*Quoted text*.
------------------------------

[vectorIntrinsics] reinterpret vs. reshape vs. cast

Mon Jun 3 22:13:02 UTC 2019

On Jun 3, 2019, at 2:07 PM, Kharbas, Kishor <kishor.kharbas at intel.com> wrote:
> 
> It’s an interesting proposal and if I understand it correctly you want the computation to proceed as [1] and not as [2]. To do that we limit the shape changing apis, the only one now would be explicit reinterpret() or toArray() followed by fromArray(),

I liked your first highly graphical reply.  As the creative writing teachers
tell us, "show me don't tell me".  :-)

I think we'll get computations that are easier to reason about if the
default is to stay within one shape, and if the shape-shifting operations
are clear.

Some operations produce answers in two (or more parts).  For example,
casting int to double will (if one shape is used throughout) produce two
output vectors for every one input vector.  More abstractly, "zip" and "shuffle"
do this also (two output vectors for a pair of inputs, all of one shape).

I think I have a good way to explain this, and thus make an API that will
demystify such operations (including cast and reshape).

Here's my thinking at present:

* Most vector operations produce outputs the same size as their inputs.

* Some special vector operations produce outputs larger or smaller than
their inputs.

* We must distinguish *logical outputs* from *physical outputs*.  A cast
from byte to double produces a logical output which is eight times larger
than its input.  This is true even if there is no actual vector format that is
so large.  A cast from double down to byte produce a logical output that
is 1/8 the size of its input.

* (You could also define a separate "logical input", but that seems less
useful and less common.  Perhaps a two-input shuffle works on a logical
input that is both vectors appended, etc.)

* The physical output of an operation is simply the shape of its result.
Since we don't have multiple-value returns, there's always just one result.

* Every operation the includes a resize can be characterized by the size
of its logical output versus the size of its physical output.

* When a logical output is larger than a physical output, we say the
output is "squeezed".  (I'm avoiding the traditional terms "pack" or
"compress".)  The "squeeze factor" M is the ratio of the sizes.

* When a logical output is smaller than a physical output, we say the
output is "unsqueezed".  (I'm using the "un" version of the other term
here because it makes it clear that something will happen that's the
exact reversal of something else.)

------------------------------

(Entries from a dataset)
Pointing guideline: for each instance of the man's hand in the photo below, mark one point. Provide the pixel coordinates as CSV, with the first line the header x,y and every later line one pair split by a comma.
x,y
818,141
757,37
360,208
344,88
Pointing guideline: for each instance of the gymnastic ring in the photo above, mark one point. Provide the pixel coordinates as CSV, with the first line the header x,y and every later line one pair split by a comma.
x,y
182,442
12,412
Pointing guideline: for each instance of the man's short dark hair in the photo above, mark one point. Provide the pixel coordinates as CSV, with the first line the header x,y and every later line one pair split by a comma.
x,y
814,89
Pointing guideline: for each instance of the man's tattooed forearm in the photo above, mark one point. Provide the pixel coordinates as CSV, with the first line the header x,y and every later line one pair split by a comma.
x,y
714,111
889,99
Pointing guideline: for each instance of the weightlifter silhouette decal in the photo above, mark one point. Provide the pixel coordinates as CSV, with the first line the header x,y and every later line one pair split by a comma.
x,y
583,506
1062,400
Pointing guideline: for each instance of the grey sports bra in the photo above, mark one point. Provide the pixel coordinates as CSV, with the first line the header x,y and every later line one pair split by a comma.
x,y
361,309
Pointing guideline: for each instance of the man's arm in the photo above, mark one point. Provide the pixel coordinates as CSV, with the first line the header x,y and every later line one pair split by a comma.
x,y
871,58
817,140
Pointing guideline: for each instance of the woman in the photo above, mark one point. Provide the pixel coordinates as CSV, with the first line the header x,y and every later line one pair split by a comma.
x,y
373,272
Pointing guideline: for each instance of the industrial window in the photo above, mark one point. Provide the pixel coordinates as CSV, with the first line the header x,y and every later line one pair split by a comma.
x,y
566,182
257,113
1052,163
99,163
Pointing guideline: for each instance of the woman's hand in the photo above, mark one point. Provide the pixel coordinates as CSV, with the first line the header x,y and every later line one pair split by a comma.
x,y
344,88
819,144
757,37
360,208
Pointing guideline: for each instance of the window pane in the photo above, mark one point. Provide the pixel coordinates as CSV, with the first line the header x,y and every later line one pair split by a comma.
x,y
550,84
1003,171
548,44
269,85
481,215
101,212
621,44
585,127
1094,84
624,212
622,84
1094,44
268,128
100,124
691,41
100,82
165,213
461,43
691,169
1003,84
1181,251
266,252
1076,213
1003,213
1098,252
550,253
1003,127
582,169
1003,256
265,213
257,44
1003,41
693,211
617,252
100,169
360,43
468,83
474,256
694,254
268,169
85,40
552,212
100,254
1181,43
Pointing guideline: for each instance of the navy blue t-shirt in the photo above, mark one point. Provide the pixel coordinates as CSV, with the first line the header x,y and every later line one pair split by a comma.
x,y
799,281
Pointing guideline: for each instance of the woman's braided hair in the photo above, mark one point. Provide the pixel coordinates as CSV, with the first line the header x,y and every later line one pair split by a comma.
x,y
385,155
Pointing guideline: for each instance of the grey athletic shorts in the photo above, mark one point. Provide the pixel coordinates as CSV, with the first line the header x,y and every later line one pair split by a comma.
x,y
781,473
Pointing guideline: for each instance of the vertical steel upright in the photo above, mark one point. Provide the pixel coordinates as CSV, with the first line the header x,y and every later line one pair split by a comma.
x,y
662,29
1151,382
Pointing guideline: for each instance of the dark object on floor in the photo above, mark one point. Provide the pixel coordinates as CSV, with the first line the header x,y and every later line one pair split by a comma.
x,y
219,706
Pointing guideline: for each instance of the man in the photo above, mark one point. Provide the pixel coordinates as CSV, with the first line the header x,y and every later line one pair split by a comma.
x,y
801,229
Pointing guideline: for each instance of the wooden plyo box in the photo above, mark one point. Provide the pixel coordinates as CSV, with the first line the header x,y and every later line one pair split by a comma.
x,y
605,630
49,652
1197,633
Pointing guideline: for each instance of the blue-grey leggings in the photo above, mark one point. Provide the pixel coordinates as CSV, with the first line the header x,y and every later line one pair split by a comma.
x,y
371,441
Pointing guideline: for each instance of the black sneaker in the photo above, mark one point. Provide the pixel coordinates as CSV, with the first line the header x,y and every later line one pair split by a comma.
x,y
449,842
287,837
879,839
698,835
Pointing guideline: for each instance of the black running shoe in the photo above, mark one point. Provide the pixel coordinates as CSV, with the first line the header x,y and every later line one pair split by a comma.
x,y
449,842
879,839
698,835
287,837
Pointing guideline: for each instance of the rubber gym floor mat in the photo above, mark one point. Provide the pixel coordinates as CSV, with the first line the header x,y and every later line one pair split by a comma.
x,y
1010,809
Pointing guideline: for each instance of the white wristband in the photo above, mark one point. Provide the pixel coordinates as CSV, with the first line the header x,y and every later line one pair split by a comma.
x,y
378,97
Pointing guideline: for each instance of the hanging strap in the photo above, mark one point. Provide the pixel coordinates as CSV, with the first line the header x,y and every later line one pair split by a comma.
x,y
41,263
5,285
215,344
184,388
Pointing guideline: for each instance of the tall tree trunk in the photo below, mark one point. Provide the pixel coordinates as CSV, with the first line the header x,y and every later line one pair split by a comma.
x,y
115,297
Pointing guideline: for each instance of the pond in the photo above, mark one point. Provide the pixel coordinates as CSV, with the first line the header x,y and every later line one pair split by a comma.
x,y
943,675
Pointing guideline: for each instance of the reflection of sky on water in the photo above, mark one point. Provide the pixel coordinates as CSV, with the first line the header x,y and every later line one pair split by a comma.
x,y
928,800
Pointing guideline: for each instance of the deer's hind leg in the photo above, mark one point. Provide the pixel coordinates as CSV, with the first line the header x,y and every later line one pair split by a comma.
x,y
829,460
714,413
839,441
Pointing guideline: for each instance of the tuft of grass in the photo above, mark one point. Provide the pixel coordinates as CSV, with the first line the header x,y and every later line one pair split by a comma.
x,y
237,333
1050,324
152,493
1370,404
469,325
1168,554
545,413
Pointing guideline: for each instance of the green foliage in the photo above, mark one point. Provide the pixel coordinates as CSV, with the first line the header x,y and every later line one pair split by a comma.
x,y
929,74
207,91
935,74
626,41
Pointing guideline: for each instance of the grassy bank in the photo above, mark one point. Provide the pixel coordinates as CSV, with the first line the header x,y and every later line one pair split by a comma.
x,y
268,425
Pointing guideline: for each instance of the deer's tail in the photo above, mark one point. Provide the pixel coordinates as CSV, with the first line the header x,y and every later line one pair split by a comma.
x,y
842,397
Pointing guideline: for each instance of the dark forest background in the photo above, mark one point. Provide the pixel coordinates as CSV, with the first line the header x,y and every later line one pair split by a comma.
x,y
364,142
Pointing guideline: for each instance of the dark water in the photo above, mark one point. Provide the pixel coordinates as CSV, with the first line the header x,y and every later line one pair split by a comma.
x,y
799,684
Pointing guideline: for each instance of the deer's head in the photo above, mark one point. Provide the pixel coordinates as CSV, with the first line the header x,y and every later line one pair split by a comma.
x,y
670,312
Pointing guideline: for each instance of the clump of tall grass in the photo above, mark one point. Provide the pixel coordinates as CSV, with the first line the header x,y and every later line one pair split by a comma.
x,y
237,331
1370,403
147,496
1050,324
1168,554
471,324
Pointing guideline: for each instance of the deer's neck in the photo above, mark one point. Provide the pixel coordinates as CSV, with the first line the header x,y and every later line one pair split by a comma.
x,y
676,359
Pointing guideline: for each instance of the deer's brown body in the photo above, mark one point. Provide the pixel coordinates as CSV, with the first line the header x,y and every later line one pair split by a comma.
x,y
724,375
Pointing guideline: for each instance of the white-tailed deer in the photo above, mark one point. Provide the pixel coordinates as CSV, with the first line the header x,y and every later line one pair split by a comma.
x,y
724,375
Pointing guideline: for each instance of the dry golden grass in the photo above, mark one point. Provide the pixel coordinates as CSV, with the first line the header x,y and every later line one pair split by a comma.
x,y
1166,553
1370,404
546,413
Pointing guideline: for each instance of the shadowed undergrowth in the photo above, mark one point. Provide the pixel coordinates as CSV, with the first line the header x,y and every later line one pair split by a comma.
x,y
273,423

------------------------------

*Written tasks*.
- A) Transcribe the part of the message on vector shape operations starting with "do this also" and going on through "as their inputs.".
- B) Pick up the message on vector shape operations after its last sentence and carry it on.

*Outputs by task*.
- A)
do this also (two output vectors for a pair of inputs, all of one shape).

I think I have a good way to explain this, and thus make an API that will
demystify such operations (including cast and reshape).

Here's my thinking at present:

* Most vector operations produce outputs the same size as their inputs.

- B)
* Every operation that includes a squeeze necessarily produces a partial
result.  The partial result contains 1/M of the logical result.

* If you want all of the logical result, you must invoke the operation M
times, to get each partial result.  Such methods have a parameter
"int part", the "part number", which ranges over [0..M-1].  (Many
vector ISAs feature such part numbers in various places.  They can
be confusing to understand.  We are trying to do better.)

* If you ask for a part number that doesn't exist, you get an AIOOB
exception.  There's no wrapping or clipping or other DWIM of parts.

* Part zero is always valid, even if there is no squeezing.

* An operation that unsqueezes has a smaller logical result, which
is 1/M the size of the physical result.  Normally the small result is
placed into the physical register starting at lane 0 and filling unused
lanes with zeroes.

* An unsqueezing operation also takes an "int part" parameter, which
steers the logical result into one of M different zones of the output
vector.  If part is zero, then the first zone (starting with lane 0) is
used.  The next part is the next part of the vector after the first part,
with no overlap.  The final part ends at the end of the vector.

* The part numbering of unsqueezing operations meshes with the
part numbering of squeezing operations, such that if you squeeze
a vector V through an operation O into (say) M=4 partial outputs W[0..3],
and if you unsqueeze those through a complementary operation P
into 4 partial inputs X[0..3], a bitwise or (or other merge) can then
assemble the final answer Y, with a lane structure parallel to V.

* In order to add an error check for methods which might perform
either squeezes or unsqueezes (data dependently) the part parameters
of unsqueezes are non-positive, in the range [-M+1..0].  The selected
part is the absolute value of the passed parameter.  The sign simply
encodes the users acknowledgement that an unsqueeze is happening.
(We could also consider having pairs of methods, to encode the intention
symbolically.)

* Non-resizing operations reject non-zero part numbers in all cases.

* Operations that work simultaneously on multiple lane sizes
(scatter/gather indexes of type int/long vs. payloads of byte or double)
can perhaps be viewed as taking larger logical inputs, for the
operands with the larger lanes (int/long indexes or double payloads).
It probably makes sense to view them as taking correspondingly
larger logical outputs, making them into squeezing operations.

Methods which squeeze require a non-negative part parameter and
are the following:

* cast, from a larger to a smaller lane size
* reshape or reinterpret, from a larger to a smaller shape
* unpack operations, which expand smaller lanes to (zero- or sign-filled) larger lanes
* data driven expansion operations (APL expand)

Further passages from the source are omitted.